## OBJECTIVE
Pick up the forum thread about the trip to Carmel Highlands and continue it from its last post.

## DOCUMENT SECTION

————

# United States & Canada Vacations Forums > General Discussion >  >  On to Carmel Highlands

## phil62

We drove down from Napa and are safely ensconced at The Tickle Pink Inn. Here's the view "out our back door". Unfortunately the fog has rolled in and it makes everything appear grey.

DSCN0278.JPGPhil

----------


## JEK

Fog may be one of the loveliest features of that coastline. Enjoy.

----------


## cec1

It's Ansel Adams-like, Amy . . . I love the the cool, grey weather of the CA coast.  Will you be stopping at Nepenthe?  It's always a favorite spot!

----------


## amyb

Dennis, what a great compliment.  Phil took this one.

Nepenthe is always on our TO DO list. All four of our backyard wind chimes came from four different stops at the shop there.  Some nice clothes too!  Phil rummages through the old CDs and usually finds a gem. A great view and a fun stop.

----------


## cec1

Amy . . . interesting history behind the restaurant & shop:  http://cosmotc.blogspot.com/2005/10/...nthe-1944.html.  Very romantic!

----------


## GramChop

What a cute name for an Inn.  And that photograph is dreamy, Big Guy!  Again, y'all are living life nicely!

----------


## phil62

Sunset from Pacific Edge, one of our all time favorite restos.

————

Excerpts from location labeling data

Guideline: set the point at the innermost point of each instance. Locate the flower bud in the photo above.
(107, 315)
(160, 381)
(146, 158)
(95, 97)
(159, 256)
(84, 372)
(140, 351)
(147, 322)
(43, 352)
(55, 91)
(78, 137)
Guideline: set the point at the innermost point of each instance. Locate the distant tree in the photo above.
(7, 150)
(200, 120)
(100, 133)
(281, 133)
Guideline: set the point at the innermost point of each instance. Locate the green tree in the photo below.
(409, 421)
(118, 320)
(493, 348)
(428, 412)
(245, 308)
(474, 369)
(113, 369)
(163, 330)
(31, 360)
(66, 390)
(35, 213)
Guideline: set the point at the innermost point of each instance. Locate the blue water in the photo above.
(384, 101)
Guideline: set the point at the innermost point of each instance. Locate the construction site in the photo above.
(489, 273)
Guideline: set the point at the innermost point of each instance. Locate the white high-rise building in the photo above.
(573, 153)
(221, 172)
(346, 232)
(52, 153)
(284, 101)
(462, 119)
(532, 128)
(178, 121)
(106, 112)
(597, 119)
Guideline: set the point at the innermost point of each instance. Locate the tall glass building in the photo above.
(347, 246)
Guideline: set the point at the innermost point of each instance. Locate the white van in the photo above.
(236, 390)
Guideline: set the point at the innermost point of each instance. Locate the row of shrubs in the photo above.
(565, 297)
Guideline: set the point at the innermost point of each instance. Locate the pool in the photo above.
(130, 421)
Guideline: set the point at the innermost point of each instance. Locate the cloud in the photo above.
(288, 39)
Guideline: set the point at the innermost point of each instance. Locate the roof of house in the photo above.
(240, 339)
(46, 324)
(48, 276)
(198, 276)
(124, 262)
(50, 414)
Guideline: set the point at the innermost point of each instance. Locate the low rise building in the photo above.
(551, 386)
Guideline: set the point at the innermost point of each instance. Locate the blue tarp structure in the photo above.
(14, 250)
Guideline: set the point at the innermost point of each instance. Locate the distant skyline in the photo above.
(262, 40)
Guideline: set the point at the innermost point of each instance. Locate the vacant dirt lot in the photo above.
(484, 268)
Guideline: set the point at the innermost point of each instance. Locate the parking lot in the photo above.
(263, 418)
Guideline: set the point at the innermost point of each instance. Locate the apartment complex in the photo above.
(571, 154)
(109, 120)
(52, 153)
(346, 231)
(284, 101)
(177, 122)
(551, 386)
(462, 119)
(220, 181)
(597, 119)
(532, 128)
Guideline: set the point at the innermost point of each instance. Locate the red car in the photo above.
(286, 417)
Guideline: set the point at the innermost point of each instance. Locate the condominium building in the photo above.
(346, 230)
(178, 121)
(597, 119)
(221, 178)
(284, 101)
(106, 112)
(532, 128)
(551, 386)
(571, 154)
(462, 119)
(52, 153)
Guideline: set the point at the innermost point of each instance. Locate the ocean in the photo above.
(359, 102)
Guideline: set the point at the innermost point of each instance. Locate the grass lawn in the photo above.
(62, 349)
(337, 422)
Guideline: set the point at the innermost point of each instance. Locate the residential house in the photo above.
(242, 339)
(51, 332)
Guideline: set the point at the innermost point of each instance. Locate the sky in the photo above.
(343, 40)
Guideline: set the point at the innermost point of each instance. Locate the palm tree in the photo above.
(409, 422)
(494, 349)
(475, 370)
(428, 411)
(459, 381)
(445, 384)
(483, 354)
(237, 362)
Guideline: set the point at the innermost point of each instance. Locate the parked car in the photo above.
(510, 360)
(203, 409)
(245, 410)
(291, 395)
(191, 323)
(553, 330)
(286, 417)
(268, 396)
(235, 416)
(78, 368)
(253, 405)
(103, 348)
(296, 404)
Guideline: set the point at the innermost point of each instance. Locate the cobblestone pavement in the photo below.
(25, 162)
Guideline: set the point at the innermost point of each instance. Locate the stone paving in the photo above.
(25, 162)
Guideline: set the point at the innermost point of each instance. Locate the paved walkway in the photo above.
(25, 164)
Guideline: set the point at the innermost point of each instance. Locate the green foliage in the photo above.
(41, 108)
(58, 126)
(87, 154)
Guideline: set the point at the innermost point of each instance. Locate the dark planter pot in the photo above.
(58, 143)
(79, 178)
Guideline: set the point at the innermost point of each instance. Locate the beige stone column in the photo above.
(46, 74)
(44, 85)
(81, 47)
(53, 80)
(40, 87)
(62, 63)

————

## THE REPLY
DSCN0284.JPG

----------


## cec1

I'd be seriously distracted from eating!

----------


## GramChop

I can almost hear the sizzle as it touches the water.  Very nice photograph.

----------


## amyb

I tried abalone..yummy. And wild Pacific Salmon was superb..grilled rare.

----------


## cec1

Ummm mmmm good!

----------


## LindaP

Beautiful photos! My grandfather used to dig for abalone ....my memories as a very young girl near Carmel .  Did you enjoy it , Amy?

----------


## stbartshopper

We are envious- Big Sur is one of our favorite spots! If you are going south a stop in Buellton at Andersen's Split Pea restaurant is a must!

----------


## amyb

Sure did, Linda.

----------


## phil62

This mornings view. What a difference some sunshine makes.

DSCN0290.JPG

Phil

----------


## GramChop

What a difference a day makes!

----------


## cec1

Very pretty!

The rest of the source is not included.